* _EXCERPTED PASSAGE_:
· · · · ·
FIRST AMENDMENT TO EMPLOYMENT AGREEMENT

EX-10.(YY) 5 dex10yy.htm FIRST AMENDMENT TO EMPLOYMENT AGREEMENT --ROBERT L. EVANS First Amendment to Employment Agreement --Robert L. Evans

EXHIBIT 10 (yy)

FIRST AMENDMENT

TO

EMPLOYMENT AGREEMENT

This First Amendment to Employment Agreement dated and effective as of November 25, 2008 (this “Amendment”), amends that certain Employment Agreement, dated as of July 18, 2006 (the “Original Agreement”) by and between Churchill Downs Incorporated, a Kentucky corporation (the “Company”), and Robert L. Evans (“Employee”), subject to the approval of the Board (as defined below). Capitalized terms used herein and not otherwise defined herein have the respective meanings set forth in the Original Agreement.

RECITALS

A. WHEREAS, Section 409A of the Internal Revenue Code of 1986, as amended (the “Code”), places certain restrictions, among other things, as to the timing of distributions from nonqualified deferred compensation plans and arrangements; and

B. WHEREAS, the Board of Directors of the Company (the “Board”) desires to amend the Original Agreement to comply with Section 409A of the Code.

NOW, THEREFORE, in consideration of the mutual promises set forth herein, the parties hereto hereby agree as follows:

1. Section 6(d) of the Original Agreement shall be amended by adding the following to the end of the first sentence:

“; provided the reimbursement payment is made no later than the end of Executive’s taxable year following the taxable year in which the expense is incurred”

2. Sections 7(a) and 7(b) of the Original Agreement shall be amended by adding the following to the end of the last sentence:

“; provided such benefits shall be payable no later than the later of (A) sixty (60) days following Executive’s date of termination or (B) the date provided under the applicable plan, policy or practice of the Company covering such benefits”

3. Section 7(g) of the Original Agreement shall be deleted in its entirely and replaced with the following:

“Notwithstanding any other provision of this Agreement to the contrary, Executive acknowledges and agrees that any and all payments to which Executive is entitled under this Section 7, which are described as being subject to this Section 7(g) are conditioned upon and will not be payable unless (A) Executive executes a general release and waiver, in such reasonable and customary form as shall be prepared by the Company, of all claims Executive may have against the


Company and its directors, officers, subsidiaries and affiliates, except as to (i) matters covered by provisions of this Agreement that expressly survive the termination of this Agreement and (ii) rights to which Executive is entitled by virtue of his participation in the employee benefit plans, policies and arrangements of the Company, within the minimum time period required under applicable state and federal laws, or if no such period, ten business days following the date of Executive’s termination, and (B) Executive has not revoked such release agreement within the time permitted under applicable law. Notwithstanding the foregoing and any provision in this Agreement to the contrary, in any case where the first and last days of the applicable release and non-revocability periods are in two separate taxable years, to the extent necessary to avoid the imposition of any additional taxes under Section 409A (as defined below), any payments required to be made to the Executive under this Agreement shall be made in the later tax year, as soon as practicable, but in no event later than thirty (30) days, following the conclusion of the applicable release and non-revocability period.”
· · · · ·
* _COLLECTED MATERIAL_:

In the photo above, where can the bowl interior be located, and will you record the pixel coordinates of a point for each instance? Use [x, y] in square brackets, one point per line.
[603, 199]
· · · · ·
* _TASK REQUIREMENTS_: Per the employment agreement amendment, what is the date of the Original Agreement?

* _WRITTEN RESPONSE_: July 18, 2006